_The task:_ Show each line of the records below that contains the word "white", copied in full. Only matches with the same capitalization count.

Location identification items
= = = =

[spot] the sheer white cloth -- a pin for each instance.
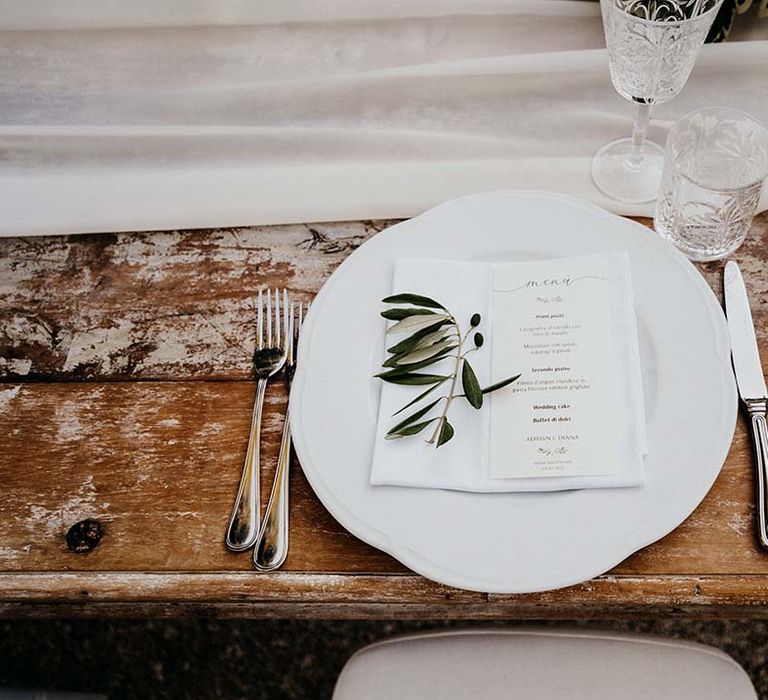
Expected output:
(155, 115)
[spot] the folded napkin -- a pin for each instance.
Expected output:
(471, 460)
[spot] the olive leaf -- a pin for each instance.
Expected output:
(471, 386)
(501, 384)
(425, 353)
(416, 323)
(416, 379)
(446, 432)
(410, 430)
(415, 299)
(422, 395)
(412, 366)
(414, 340)
(399, 314)
(413, 417)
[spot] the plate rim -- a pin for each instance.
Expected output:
(417, 562)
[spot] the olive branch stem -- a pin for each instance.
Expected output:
(433, 336)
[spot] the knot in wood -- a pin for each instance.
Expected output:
(83, 536)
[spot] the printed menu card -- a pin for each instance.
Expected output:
(574, 418)
(573, 412)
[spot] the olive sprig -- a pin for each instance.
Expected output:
(432, 335)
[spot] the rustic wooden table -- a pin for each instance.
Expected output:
(126, 396)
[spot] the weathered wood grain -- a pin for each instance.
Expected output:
(157, 463)
(160, 305)
(126, 362)
(355, 596)
(180, 304)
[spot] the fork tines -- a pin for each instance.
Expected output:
(273, 317)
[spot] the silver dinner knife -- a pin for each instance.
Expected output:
(751, 383)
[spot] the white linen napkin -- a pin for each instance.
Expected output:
(463, 463)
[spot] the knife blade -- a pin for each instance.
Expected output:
(751, 383)
(746, 359)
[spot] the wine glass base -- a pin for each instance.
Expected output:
(617, 177)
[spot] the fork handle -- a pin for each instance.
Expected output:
(244, 522)
(272, 544)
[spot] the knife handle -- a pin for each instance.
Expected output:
(757, 412)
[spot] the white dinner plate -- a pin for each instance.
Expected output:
(515, 542)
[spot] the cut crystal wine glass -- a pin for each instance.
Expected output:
(652, 47)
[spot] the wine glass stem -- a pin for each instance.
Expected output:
(639, 131)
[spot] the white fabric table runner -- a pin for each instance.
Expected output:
(171, 114)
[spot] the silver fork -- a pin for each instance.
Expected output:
(272, 544)
(268, 359)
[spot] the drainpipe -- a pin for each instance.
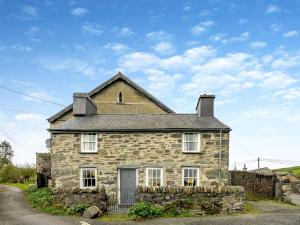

= = = =

_Exercise response:_
[spot] the sheer white cloth -- a pin for each instance.
[spot] the white linen napkin -- a pin for each instance.
[spot] the white dinner plate -- a pin for each instance.
[spot] the white fabric table runner -- a pin for each instance.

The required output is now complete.